■ **Task brief**: Please output the entries below from the line that contains "lawn. Keep to one point per instance." through the final line, reproduced exactly and alone.

--- begin Supplied material ---

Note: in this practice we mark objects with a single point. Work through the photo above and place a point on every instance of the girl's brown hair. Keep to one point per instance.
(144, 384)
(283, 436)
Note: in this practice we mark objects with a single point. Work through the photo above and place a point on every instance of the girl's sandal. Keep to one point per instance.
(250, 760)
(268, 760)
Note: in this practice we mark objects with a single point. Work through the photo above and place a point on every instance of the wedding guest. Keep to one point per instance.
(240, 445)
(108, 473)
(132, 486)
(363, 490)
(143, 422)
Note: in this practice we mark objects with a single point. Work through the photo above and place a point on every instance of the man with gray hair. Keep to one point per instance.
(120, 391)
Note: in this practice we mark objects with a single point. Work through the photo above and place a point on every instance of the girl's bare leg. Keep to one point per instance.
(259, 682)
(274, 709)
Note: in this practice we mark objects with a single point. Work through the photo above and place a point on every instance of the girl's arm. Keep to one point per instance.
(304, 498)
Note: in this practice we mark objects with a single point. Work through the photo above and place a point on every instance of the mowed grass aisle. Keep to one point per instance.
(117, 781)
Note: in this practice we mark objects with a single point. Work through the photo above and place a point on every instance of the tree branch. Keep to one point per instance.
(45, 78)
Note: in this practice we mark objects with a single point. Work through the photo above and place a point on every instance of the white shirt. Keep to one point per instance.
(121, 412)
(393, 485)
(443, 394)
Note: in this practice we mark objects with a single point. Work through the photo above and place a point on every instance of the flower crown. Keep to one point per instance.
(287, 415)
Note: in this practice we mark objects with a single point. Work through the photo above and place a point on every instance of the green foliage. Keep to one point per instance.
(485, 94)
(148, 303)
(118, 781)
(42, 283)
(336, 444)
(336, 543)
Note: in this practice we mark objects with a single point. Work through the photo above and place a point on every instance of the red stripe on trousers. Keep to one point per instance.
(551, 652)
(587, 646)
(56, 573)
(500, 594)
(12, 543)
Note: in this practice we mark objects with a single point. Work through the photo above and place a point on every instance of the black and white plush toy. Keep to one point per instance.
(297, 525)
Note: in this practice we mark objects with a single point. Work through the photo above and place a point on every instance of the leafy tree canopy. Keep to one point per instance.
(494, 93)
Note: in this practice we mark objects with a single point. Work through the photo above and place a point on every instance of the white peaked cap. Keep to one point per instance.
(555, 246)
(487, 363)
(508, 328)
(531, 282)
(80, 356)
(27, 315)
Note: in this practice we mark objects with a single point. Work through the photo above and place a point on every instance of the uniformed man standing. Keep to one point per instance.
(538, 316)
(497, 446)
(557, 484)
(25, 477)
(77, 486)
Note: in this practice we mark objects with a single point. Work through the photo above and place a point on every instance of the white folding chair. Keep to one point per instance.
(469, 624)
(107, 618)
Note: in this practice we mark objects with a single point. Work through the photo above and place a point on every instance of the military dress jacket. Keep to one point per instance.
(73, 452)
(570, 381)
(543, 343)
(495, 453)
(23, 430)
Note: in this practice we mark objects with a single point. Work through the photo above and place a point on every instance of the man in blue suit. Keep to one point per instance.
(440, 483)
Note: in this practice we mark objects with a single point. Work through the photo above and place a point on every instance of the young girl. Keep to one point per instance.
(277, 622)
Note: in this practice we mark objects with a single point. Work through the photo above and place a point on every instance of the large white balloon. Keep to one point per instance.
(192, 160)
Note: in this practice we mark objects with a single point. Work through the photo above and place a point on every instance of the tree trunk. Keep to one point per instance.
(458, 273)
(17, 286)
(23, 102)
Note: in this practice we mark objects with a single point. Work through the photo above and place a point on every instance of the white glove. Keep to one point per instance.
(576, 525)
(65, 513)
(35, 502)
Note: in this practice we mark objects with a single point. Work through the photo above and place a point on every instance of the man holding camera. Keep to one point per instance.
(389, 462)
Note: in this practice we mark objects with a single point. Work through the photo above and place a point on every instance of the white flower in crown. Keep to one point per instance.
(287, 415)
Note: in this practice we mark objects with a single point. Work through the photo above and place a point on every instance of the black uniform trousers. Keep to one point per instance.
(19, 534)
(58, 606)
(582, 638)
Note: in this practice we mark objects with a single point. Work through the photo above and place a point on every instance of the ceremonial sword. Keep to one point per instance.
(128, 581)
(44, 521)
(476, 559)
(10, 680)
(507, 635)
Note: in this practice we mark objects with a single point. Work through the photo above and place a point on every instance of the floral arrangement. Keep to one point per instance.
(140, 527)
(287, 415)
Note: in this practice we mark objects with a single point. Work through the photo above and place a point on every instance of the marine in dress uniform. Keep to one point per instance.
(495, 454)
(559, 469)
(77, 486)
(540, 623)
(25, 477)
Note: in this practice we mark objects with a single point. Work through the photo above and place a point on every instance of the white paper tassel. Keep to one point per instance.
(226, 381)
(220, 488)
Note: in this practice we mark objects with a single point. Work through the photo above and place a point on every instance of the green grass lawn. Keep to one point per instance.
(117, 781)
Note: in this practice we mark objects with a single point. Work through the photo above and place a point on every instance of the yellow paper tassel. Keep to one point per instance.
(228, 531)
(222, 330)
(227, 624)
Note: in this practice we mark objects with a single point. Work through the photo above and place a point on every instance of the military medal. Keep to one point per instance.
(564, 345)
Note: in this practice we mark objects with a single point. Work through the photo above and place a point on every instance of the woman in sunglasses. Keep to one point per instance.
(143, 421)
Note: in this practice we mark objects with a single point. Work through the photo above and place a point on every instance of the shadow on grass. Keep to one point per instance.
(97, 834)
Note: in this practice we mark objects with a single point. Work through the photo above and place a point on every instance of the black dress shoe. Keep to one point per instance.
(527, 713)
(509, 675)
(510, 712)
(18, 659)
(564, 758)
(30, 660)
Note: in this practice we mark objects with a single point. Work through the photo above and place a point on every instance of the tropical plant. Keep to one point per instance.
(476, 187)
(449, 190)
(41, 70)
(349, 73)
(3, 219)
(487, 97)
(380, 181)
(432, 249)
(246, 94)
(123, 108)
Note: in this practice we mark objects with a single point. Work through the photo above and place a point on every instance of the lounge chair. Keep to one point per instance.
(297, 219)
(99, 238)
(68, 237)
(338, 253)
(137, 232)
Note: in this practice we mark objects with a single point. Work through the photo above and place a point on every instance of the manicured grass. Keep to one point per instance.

--- end Supplied material ---

■ **Worked solution**:
Note: in this practice we mark objects with a single point. Work through the photo above and place a point on every instance of the green grass lawn. Keep to one point per instance.
(117, 781)
Note: in this practice we mark objects with a single point. Work through the photo above and place a point on every instance of the yellow paper tassel. Keep to one point per instance.
(228, 531)
(222, 330)
(227, 624)
Note: in this practice we mark objects with a single point. Work through the photo above and place a point on every instance of the military medal. Keep to one point per instance.
(564, 345)
Note: in this practice we mark objects with a single point. Work through the photo above and place a point on every instance of the woman in sunglasses. Keep to one point per instance.
(143, 421)
Note: in this practice we mark objects with a single point. Work through the photo above and place a point on every instance of the shadow on grass. Keep to one point per instance.
(97, 834)
Note: in this practice we mark objects with a single point. Work through the photo above and place a point on every instance of the black dress shoe. Keep to one point per instance.
(527, 713)
(509, 675)
(510, 712)
(18, 659)
(564, 758)
(30, 660)
Note: in this practice we mark objects with a single point. Work through the photo above and place a point on every instance of the tropical plant. Keep to one point per instance.
(476, 187)
(449, 190)
(41, 70)
(349, 73)
(3, 219)
(487, 97)
(380, 181)
(432, 249)
(246, 94)
(123, 108)
Note: in this practice we mark objects with a single point. Work through the photo above and place a point on every instance of the lounge chair. Keep to one point per instance.
(297, 219)
(99, 238)
(68, 237)
(338, 253)
(137, 232)
Note: in this practice we mark objects with a single point. Work through the photo above and place a point on every instance of the manicured grass. Keep to one point per instance.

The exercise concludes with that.